■ **WHAT YOU ARE ASKED TO DO**
Rewrite the items below, putting "pin" wherever "marker" appears and keeping everything else the same.

■ **TASK INPUT**
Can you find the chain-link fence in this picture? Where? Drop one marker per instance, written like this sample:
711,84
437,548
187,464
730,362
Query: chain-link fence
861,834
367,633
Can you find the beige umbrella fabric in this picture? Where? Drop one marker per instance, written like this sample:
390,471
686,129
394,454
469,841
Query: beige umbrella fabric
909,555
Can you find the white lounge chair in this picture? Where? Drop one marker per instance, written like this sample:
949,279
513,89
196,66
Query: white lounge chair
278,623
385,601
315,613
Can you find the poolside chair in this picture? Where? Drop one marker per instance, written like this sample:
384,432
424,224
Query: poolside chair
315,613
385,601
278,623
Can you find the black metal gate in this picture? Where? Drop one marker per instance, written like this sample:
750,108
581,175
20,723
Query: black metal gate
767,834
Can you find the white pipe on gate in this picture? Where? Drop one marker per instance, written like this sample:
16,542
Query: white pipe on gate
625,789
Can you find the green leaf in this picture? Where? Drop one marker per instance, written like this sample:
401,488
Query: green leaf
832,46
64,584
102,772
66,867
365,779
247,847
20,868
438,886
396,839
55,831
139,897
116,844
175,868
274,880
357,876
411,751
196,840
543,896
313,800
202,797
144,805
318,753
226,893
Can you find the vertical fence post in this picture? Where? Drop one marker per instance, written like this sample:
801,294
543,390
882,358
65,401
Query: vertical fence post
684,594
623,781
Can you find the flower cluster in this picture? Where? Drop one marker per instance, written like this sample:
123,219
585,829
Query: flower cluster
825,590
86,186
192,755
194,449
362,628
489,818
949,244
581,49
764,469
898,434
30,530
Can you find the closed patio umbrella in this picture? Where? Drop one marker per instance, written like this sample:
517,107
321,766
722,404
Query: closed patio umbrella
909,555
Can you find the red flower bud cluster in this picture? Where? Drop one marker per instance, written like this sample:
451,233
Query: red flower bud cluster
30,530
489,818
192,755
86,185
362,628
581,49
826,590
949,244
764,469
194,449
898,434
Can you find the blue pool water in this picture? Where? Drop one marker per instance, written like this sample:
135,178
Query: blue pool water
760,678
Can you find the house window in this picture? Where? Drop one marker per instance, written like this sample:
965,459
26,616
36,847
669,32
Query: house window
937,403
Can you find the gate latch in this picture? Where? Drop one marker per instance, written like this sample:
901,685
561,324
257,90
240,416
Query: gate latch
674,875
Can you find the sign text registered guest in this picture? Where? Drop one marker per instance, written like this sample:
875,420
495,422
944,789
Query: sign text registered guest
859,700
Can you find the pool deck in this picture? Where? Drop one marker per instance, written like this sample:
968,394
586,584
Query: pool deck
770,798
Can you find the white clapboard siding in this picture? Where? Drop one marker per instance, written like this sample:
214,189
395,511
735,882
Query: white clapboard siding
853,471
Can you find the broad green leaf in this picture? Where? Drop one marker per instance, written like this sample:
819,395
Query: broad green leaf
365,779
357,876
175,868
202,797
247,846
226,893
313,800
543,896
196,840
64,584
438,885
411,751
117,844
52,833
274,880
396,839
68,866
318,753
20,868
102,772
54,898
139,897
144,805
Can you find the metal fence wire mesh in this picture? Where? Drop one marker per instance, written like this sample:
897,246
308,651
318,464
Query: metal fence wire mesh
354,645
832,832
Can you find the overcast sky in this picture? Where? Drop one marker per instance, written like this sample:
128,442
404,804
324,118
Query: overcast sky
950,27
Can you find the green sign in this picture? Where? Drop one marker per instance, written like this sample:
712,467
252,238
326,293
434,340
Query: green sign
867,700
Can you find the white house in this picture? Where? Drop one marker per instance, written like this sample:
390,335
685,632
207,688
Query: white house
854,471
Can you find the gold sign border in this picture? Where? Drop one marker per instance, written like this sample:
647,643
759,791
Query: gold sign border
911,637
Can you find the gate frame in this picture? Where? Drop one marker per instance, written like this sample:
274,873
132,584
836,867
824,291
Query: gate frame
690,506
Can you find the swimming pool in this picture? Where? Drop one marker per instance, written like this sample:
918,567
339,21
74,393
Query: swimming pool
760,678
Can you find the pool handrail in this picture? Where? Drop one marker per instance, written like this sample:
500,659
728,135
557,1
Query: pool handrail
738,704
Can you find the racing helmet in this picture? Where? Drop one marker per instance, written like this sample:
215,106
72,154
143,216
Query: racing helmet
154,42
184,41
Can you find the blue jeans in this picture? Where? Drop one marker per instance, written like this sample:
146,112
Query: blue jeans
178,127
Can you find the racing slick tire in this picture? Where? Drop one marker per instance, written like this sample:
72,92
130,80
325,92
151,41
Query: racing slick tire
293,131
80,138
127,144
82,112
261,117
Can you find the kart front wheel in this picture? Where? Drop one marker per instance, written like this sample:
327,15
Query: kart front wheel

■ **WRITTEN RESPONSE**
Can you find the chain-link fence in this picture? Where? Drop one pin per instance, written like this sample:
711,84
437,548
187,464
730,362
Query: chain-link fence
861,834
367,633
Can you find the beige umbrella fabric in this picture? Where? Drop one pin per instance, written like this sample:
390,471
686,129
394,454
469,841
Query: beige umbrella fabric
909,555
Can you find the white lounge chair in this picture? Where? Drop one pin per instance, written like this sample:
949,279
513,89
196,66
Query: white lounge chair
278,623
385,601
315,613
Can you find the poolside chair in this picture? Where? Drop one pin per instance, written like this sample:
384,432
424,224
Query: poolside chair
315,613
385,601
278,623
Can you find the black metal gate in this picture? Where? Drop one pin per instance, written like this sample:
750,108
581,175
20,723
Query: black metal gate
767,834
Can you find the white pipe on gate in this picture? Where? Drop one pin per instance, written like this sample:
16,542
Query: white pipe on gate
625,789
Can you find the green leaf in this picture? Where? Drop one pin per instance, written like this sample:
401,488
Query: green leaf
832,46
64,584
102,772
66,867
365,779
247,847
20,868
438,886
396,839
55,831
139,897
116,844
175,868
274,880
357,876
411,751
196,840
543,896
313,800
202,797
144,805
318,753
226,893
Can you find the vertical fence post in this picture? Where? Drop one pin per instance, written like this sample:
801,294
543,390
882,358
65,401
Query: vertical fence post
684,594
623,781
Can you find the flower cluster in this picture? Where? Drop one pin per instance, written like this sample:
123,219
585,829
Query: flower cluster
825,590
86,186
192,755
194,449
362,628
489,818
949,244
581,49
764,469
898,434
30,530
Can you find the closed patio umbrella in this picture? Where? Drop one pin per instance, written like this sample:
517,107
321,766
722,404
Query: closed patio umbrella
909,555
Can you find the red flower bud cluster in this picture? Where? Drop one pin per instance, written like this sample:
451,233
Query: red flower bud cluster
30,530
489,818
192,755
86,185
362,628
581,49
826,590
949,244
764,469
194,449
898,434
Can you find the blue pool water in this picture? Where? Drop one pin per instance, written like this sample:
135,178
Query: blue pool water
760,678
Can you find the house window in this picture? Where? Drop one pin per instance, written like this sample:
965,459
26,616
36,847
669,32
Query: house window
937,403
Can you find the gate latch in this picture? Where? Drop one pin per instance, written like this sample:
901,685
561,324
257,90
240,416
Query: gate latch
674,875
Can you find the sign text registered guest in this picture? Where? Drop one pin per instance, written like this sample:
875,420
495,422
944,789
Query: sign text registered guest
859,700
Can you find the pool deck in this picture? Where? Drop one pin per instance, written like this sample:
968,394
586,584
Query: pool deck
770,798
Can you find the white clapboard siding in this picture? Where? Drop one pin per instance, written like this sample:
214,189
395,511
735,882
Query: white clapboard siding
853,471
Can you find the broad green leaf in this picture? Where? Drop one pin per instance, written like this sample:
819,395
Query: broad green leaf
365,779
357,876
175,868
202,797
247,846
226,893
313,800
543,896
196,840
64,584
438,885
411,751
117,844
52,833
274,880
396,839
68,866
318,753
20,868
102,772
54,898
139,897
144,805
Can you find the metal fence wire mesh in this picture? Where? Drop one pin per instance, written like this sample:
897,246
308,651
318,464
Query: metal fence wire mesh
354,645
832,832
Can you find the overcast sky in this picture? Where? Drop one pin per instance, written like this sample:
128,442
404,804
324,118
Query: overcast sky
950,27
Can you find the green sign in this picture? Where? Drop one pin per instance, written like this sample:
712,467
252,238
326,293
434,340
Query: green sign
867,700
Can you find the white house in this picture? Where? Drop one pin per instance, written like this sample:
390,335
685,632
207,688
Query: white house
854,471
Can you find the gold sign border in this picture? Where? Drop one pin per instance, written like this sample:
647,643
759,791
Query: gold sign border
911,637
Can you find the gate frame in this picture? Where? Drop one pin per instance, written like this sample:
274,873
132,584
836,867
824,291
Query: gate frame
690,506
Can you find the swimming pool in this picture? Where? Drop one pin per instance, written like this sample:
918,567
339,21
74,393
Query: swimming pool
760,678
Can you find the pool handrail in this picture? Where? Drop one pin per instance, written like this sample:
500,659
728,135
557,1
Query: pool handrail
738,704
Can you find the racing helmet in this picture? Where? Drop one pin per instance, written like this sample:
215,106
72,154
143,216
Query: racing helmet
154,42
184,41
Can you find the blue jeans in this picture? Where? Drop one pin per instance, written like this sample:
146,112
Query: blue jeans
178,127
Can you find the racing slick tire in this picture? Where? Drop one pin per instance, written like this sample:
72,92
130,80
325,92
151,41
Query: racing slick tire
293,131
80,138
127,144
82,112
261,117
Can you find the kart front wheel in this picture? Where? Drop one pin per instance, written like this sample:
327,15
Query: kart front wheel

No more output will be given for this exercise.